● **Consigne a**
Mettez à jour l'extrait sur la science des temps et des lieux : reproduisez-le en commençant par « La Chronologie & » et en allant jusqu'à « l'Astronomie & de l'Histoire. », avec « Géographie » remplacé par « Cartographie ».

● **Extrait du texte**
--
La Chronologie & la Géographie sont les deux rejettons & les deux soûtiens de la science dont nous parlons: l'une, pour ainsi dire, place les hommes dans le tems; l'autre les distribue sur notre globe. Toutes deux tirent un grand secours de l'histoire de la Terre & de celle des Cieux, c'est - à - dire des faits historiques, & des observations célestes; & s'il étoit permis d'emprunter ici le langage des Poëtes, on pourroit dire que la science des tems & celle des lieux sont silles de l'Astronomie & de l'Histoire.

Un des principaux fruits de l'étude des Empires & de leurs révolutions, est d'examiner comment les hommes, séparés pour ainsi dire en plusieurs grandes familles, ont formé diverses sociétés; comment ces différentes sociétés ont donné naissance aux différentes especes de gouvernemens; comment elles ont cherché à se distinguer les unes des autres, tant par les lois qu'elles se sont données, que par les signes particuliers que chacune a imaginées pour que ses membres communiquassent plus facilement entr'eux. Telle est la source de cette diversité de langues & de lois, qui est devenue pour notre malheur un objet considérable d'étude. Telle est encore l'origine de la politique, espece de morale d'un genre particulier & supérieur, à laquelle les principes de la morale ordinaire ne peuvent quelquefois s'accommoder qu'avec beaucoup de finesse, & qui pénétrant dans les ressorts principaux du gouvernement des Etats, démêle ce qui peut les conserver, les affoiblir ou les détruire. Etude peut - être la plus difficile de toutes, par les connoissances profondes des peuples & des hommes qu'elle exige, & par l'étendue & la variété des talens qu'elle suppose; sur - tout quand le Politique ne veut point oublier què la loi naturelle, antérieure à toutes les conventions particulieres, est aussi la premiere loi des Peuples, & que pour être homme d'Etat, on ne doit point cesser d'être homme.

Voilà les branches principales de cette partie de la connoissance humaine, qui consiste ou dans les idées directes que nous avons reçûes par les sens, ou dans la combinaison & la comparaison de ces idées; combiraison qu'en général on appelle Philosophie. Ces branches se subdivisent en une infinité d'autres dont l'énumération seroit immense, & appartient plus à cet ouvrage même qu'à sa Préface.
--
● **Données fournies**
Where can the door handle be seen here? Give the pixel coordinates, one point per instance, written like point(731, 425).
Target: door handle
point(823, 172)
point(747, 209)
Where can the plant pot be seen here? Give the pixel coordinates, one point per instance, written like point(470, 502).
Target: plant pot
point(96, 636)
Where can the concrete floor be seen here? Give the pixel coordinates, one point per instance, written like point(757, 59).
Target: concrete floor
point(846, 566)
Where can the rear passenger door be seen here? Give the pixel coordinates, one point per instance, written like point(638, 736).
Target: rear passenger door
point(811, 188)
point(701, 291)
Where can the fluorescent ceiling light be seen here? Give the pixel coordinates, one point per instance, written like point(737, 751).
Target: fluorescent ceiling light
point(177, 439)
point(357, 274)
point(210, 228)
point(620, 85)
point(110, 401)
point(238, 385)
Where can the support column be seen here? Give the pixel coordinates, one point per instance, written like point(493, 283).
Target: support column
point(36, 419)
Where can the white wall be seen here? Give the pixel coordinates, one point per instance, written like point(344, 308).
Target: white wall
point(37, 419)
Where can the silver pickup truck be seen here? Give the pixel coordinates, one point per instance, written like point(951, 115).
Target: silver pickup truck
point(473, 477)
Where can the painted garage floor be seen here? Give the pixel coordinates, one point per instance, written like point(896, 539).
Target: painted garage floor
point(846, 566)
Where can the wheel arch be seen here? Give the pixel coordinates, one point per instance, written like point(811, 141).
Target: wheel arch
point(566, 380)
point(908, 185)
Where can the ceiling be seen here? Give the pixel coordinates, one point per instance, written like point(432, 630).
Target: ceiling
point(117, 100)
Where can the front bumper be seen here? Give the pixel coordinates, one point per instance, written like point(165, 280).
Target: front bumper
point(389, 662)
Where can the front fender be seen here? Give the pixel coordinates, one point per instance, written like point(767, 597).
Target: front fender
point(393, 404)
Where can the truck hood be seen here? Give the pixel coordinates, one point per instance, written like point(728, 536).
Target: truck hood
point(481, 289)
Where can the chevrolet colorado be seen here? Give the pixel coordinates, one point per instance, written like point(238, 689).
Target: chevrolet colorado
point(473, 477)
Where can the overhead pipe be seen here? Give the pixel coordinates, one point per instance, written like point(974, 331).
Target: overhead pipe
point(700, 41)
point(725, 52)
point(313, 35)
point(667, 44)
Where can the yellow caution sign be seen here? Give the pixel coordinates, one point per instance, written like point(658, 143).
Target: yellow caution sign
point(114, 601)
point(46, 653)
--
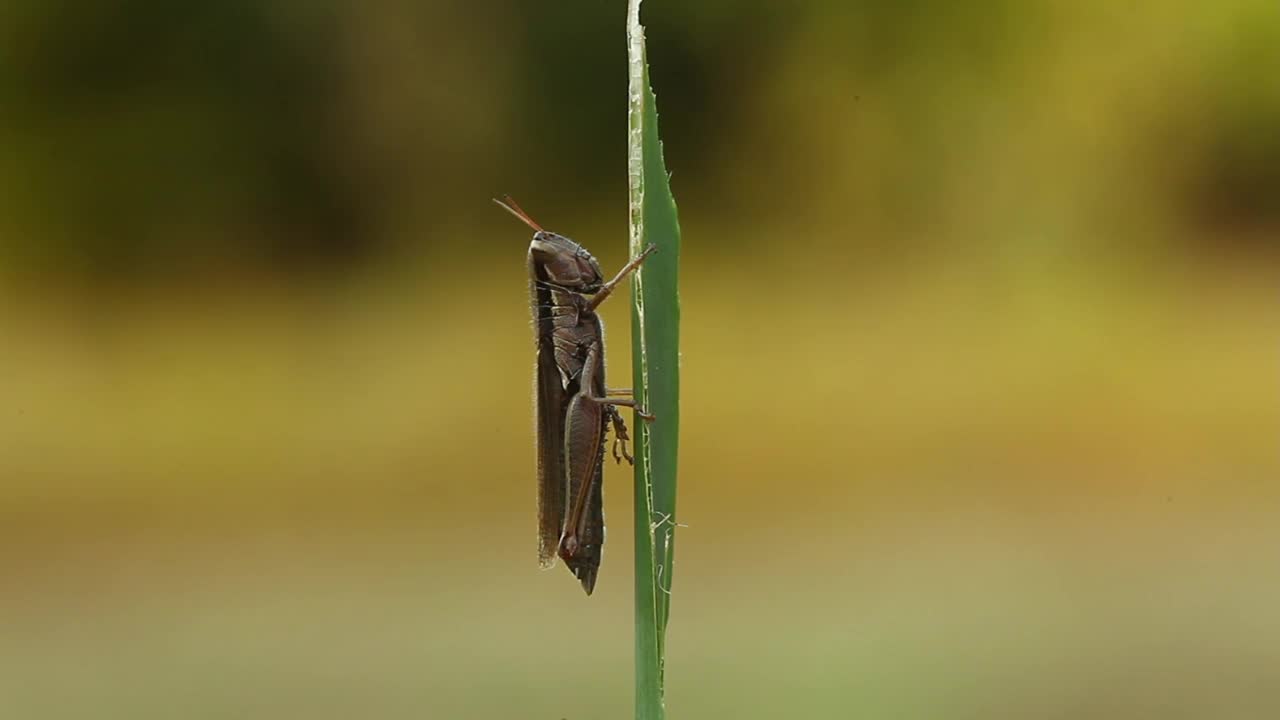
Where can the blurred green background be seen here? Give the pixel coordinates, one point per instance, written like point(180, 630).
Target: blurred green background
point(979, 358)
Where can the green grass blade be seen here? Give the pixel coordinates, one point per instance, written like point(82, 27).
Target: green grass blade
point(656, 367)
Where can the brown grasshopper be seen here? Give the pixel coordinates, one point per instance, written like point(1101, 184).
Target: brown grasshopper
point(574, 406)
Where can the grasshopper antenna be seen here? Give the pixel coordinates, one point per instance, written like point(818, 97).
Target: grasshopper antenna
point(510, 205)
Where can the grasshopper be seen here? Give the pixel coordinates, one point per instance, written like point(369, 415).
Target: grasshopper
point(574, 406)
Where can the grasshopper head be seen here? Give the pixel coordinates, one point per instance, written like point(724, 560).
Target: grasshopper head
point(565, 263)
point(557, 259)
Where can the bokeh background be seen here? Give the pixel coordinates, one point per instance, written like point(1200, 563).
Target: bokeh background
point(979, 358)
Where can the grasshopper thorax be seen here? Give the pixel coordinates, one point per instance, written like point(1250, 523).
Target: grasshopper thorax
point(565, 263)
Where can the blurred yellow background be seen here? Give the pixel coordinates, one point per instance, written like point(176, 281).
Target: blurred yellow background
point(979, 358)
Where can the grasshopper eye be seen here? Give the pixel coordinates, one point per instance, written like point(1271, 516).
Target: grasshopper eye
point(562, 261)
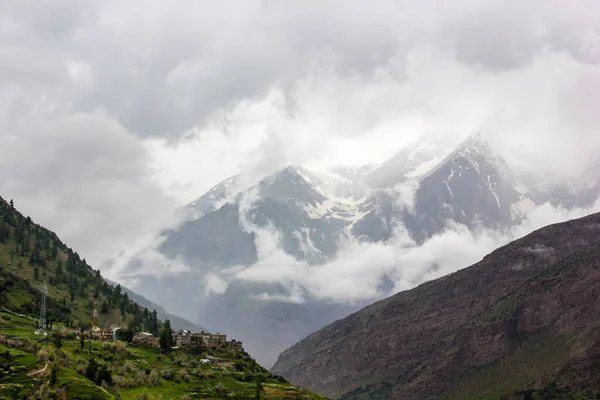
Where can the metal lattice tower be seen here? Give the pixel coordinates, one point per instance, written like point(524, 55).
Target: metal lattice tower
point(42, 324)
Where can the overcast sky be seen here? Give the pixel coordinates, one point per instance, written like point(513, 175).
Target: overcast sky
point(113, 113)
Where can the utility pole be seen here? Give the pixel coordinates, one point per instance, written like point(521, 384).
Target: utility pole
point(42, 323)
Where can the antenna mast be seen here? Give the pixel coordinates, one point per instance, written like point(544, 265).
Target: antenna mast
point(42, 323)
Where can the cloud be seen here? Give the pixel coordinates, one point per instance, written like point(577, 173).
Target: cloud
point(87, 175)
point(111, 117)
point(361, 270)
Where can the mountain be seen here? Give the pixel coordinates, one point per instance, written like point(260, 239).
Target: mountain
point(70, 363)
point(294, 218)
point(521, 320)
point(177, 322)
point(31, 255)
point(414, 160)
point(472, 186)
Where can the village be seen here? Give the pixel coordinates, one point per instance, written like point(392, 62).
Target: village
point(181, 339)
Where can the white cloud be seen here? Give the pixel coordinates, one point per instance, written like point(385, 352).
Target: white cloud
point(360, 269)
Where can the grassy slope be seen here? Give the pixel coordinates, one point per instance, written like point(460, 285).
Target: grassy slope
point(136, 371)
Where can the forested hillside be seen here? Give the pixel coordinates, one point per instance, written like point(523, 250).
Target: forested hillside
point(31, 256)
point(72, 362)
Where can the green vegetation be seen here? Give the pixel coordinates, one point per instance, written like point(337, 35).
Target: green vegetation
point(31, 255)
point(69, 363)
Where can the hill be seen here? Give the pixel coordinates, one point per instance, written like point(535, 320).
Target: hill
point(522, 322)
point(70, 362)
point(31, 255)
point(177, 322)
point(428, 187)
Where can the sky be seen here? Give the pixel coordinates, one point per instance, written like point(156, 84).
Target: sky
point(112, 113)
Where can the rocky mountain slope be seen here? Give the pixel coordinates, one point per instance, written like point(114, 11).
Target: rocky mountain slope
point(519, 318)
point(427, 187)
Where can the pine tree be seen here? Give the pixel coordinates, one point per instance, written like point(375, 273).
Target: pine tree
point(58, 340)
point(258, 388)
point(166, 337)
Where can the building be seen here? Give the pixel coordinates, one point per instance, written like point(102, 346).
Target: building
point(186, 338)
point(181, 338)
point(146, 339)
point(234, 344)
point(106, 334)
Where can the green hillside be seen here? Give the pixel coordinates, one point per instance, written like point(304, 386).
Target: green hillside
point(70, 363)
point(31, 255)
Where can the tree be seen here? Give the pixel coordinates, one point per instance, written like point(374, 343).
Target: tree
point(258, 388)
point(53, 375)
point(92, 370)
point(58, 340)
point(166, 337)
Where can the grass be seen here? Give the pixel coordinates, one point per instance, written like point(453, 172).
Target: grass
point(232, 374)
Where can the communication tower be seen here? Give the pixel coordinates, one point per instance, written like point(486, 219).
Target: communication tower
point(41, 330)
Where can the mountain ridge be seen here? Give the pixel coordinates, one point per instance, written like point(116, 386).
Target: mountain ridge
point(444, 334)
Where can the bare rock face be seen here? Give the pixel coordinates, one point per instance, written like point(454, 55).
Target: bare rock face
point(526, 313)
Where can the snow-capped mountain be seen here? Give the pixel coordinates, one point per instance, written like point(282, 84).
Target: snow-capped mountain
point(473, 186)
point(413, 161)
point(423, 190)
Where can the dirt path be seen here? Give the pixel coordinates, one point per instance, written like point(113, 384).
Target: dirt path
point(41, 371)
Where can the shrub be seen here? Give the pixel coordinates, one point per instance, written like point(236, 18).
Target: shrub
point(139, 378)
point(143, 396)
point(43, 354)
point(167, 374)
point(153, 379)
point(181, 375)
--
● **Consigne b**
Recopiez à l'identique les lignes de la liste en commençant par la ligne avec « Where can the painted » et en continuant jusqu'à la ligne avec « point(117, 100) ».

● **Sortie complète a**
La Chronologie & la Cartographie sont les deux rejettons & les deux soûtiens de la science dont nous parlons: l'une, pour ainsi dire, place les hommes dans le tems; l'autre les distribue sur notre globe. Toutes deux tirent un grand secours de l'histoire de la Terre & de celle des Cieux, c'est - à - dire des faits historiques, & des observations célestes; & s'il étoit permis d'emprunter ici le langage des Poëtes, on pourroit dire que la science des tems & celle des lieux sont silles de l'Astronomie & de l'Histoire.

● **Sortie complète b**
Where can the painted garage floor be seen here? Give the pixel coordinates, one point per instance, written like point(896, 539).
Target: painted garage floor
point(846, 566)
Where can the wheel arch be seen here? Give the pixel coordinates, one point per instance, written like point(811, 141).
Target: wheel arch
point(566, 380)
point(908, 185)
Where can the ceiling be seen here? Give the pixel coordinates, one point per instance, written like point(432, 630).
Target: ceiling
point(117, 100)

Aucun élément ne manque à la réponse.